> [Zu lösende Aufgabe]: Schreibe alle folgenden Einträge noch einmal ab und ersetze dabei überall "Query" durch "Label". Alles andere bleibt unverändert.

> [Angezeigte Einträge]:
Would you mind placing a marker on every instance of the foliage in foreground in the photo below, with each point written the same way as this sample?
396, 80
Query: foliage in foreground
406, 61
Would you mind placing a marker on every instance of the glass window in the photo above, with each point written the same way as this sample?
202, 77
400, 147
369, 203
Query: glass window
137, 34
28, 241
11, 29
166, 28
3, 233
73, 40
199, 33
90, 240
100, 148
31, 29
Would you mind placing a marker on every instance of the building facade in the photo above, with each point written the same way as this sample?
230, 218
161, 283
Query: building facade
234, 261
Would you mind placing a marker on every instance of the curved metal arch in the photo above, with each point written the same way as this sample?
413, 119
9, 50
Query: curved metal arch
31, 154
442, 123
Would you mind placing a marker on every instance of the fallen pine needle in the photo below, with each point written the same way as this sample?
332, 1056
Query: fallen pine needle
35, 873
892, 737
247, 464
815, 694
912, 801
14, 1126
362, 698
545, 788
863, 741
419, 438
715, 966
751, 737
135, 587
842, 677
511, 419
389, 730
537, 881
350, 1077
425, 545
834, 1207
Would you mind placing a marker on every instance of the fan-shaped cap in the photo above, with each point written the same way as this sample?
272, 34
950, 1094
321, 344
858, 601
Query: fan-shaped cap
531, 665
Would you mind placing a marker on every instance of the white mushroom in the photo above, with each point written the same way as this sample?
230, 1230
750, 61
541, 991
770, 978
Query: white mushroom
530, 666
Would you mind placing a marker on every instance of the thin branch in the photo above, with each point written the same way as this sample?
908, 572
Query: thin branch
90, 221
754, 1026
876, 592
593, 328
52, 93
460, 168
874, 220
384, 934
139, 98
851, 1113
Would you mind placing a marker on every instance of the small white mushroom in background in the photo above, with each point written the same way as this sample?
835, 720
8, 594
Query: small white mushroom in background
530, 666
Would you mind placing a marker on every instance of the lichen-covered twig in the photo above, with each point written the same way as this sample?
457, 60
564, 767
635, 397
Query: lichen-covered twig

> [Lösung]:
Would you mind placing a marker on every instance of the foliage in foreground in the photo below, with each point written the same way as this sample?
396, 80
Label: foliage in foreground
406, 61
Would you mind placing a marker on every instance of the glass window in the photo above, with each point written the same way as this sample?
202, 77
400, 147
369, 203
Label: glass window
137, 34
28, 241
11, 29
166, 28
3, 233
73, 40
199, 33
90, 240
100, 148
31, 29
Would you mind placing a marker on every instance of the building facade in the photo above, with each point written the same way as this sample?
230, 218
161, 283
Label: building facade
234, 261
Would you mind placing a marker on every instance of the curved metal arch in the photo above, with each point written the same way as this sample?
413, 119
9, 50
Label: curved metal arch
31, 154
442, 123
Would you mind placing a marker on every instance of the fallen pine needle in the photo below, with each point written the same way as this sample?
332, 1056
Label: fallen pine needle
35, 873
892, 737
247, 464
815, 694
912, 801
14, 1126
362, 698
545, 788
863, 741
419, 438
715, 966
751, 737
135, 587
842, 677
511, 419
389, 730
537, 881
350, 1077
425, 545
834, 1207
Would you mind placing a marker on every instance of the fan-shaped cap in the photo above, with each point written the same way as this sample?
272, 34
950, 1094
321, 344
858, 601
Label: fan-shaped cap
531, 665
Would you mind placing a marker on every instance of the white mushroom in the photo above, with each point written the same way as this sample?
230, 1230
750, 61
541, 991
770, 978
Label: white mushroom
530, 666
Would you mind placing a marker on every instance of the thin branch in the photo above, with each point written the same way as this sample?
908, 572
Label: thin branch
90, 221
754, 1026
876, 592
593, 328
52, 93
460, 168
874, 220
384, 934
139, 98
851, 1113
Would you mind placing a marker on every instance of the small white mushroom in background in the photo above, with each point written the same way as this sample?
835, 720
8, 594
Label: small white mushroom in background
530, 666
Would you mind placing a marker on every instance of the lichen-covered twig in the photo above, with each point written the same way as this sample?
457, 60
564, 767
635, 397
Label: lichen-covered twig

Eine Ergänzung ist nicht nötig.